Can you reproduce, word for word, the part of the fragile X picnic post between "Tuesday, August 25, 2009" and "others who understand.", inclusive?

▶ **Document segment**
"""
Tuesday, August 25, 2009

Fragile X Picnic

It was a warm summer day when we gathered for our (Fragile X Association of Washington State) picnic last Saturday. This annual event gives families an opportunity to associate with other fragile X families. Some have never met another family affected by fragile X and appreciate the opportunity to talk freely about challenges they face and also about the accomplishments. One single mom with two fragile X kids, both teenagers, asked when bedwetting would come to an end and what about puberty, what could she expect. There is a wide range of abilities just as there is in the general population but there are similarities that help parents see that they are not alone; there are others who understand.

Yesterday I went to see a granddaughter take a swimming lesson. The outdoor pool and constant smell of chlorine reminded me of my college years when I taught swimming. My mind wandered back many years to that small outdoor pool in a small town. I thought working at the pool was a perfect summer job. The instructors yesterday seemed to be enjoying their work. I watched mothers sitting together chatting while watching their children in the pool and toddlers who would very quickly take their older sibling’s place. We like to get together with others who understand our situation, what we are going through.
"""
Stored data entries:
"""
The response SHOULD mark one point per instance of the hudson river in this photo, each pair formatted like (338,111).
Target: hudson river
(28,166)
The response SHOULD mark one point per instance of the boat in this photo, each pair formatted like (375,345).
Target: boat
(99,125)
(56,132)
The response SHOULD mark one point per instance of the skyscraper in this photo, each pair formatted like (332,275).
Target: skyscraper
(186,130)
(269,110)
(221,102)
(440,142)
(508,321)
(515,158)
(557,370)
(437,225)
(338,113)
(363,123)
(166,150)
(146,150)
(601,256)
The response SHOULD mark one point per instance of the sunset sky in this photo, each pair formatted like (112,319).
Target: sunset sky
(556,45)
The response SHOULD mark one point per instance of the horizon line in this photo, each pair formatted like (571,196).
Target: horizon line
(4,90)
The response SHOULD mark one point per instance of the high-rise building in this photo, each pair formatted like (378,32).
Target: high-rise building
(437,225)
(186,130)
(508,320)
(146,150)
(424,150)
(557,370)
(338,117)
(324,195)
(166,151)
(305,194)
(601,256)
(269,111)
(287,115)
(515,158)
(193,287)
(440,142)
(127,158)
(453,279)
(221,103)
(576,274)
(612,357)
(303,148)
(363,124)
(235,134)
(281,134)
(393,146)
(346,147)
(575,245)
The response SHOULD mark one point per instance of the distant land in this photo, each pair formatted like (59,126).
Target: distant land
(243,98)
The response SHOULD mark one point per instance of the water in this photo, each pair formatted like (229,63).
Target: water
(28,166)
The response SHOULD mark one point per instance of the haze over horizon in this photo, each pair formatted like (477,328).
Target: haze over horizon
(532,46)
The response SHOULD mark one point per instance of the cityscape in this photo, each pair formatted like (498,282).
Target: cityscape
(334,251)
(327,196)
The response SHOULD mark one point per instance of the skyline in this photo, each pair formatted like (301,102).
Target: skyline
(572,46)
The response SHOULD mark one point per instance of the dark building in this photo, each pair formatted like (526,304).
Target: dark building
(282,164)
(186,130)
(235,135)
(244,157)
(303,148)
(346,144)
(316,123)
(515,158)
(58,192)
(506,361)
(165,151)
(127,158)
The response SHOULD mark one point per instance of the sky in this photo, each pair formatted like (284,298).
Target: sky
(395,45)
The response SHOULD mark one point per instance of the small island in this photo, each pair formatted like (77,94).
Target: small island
"""
▶ **Result below**
Tuesday, August 25, 2009

Fragile X Picnic

It was a warm summer day when we gathered for our (Fragile X Association of Washington State) picnic last Saturday. This annual event gives families an opportunity to associate with other fragile X families. Some have never met another family affected by fragile X and appreciate the opportunity to talk freely about challenges they face and also about the accomplishments. One single mom with two fragile X kids, both teenagers, asked when bedwetting would come to an end and what about puberty, what could she expect. There is a wide range of abilities just as there is in the general population but there are similarities that help parents see that they are not alone; there are others who understand.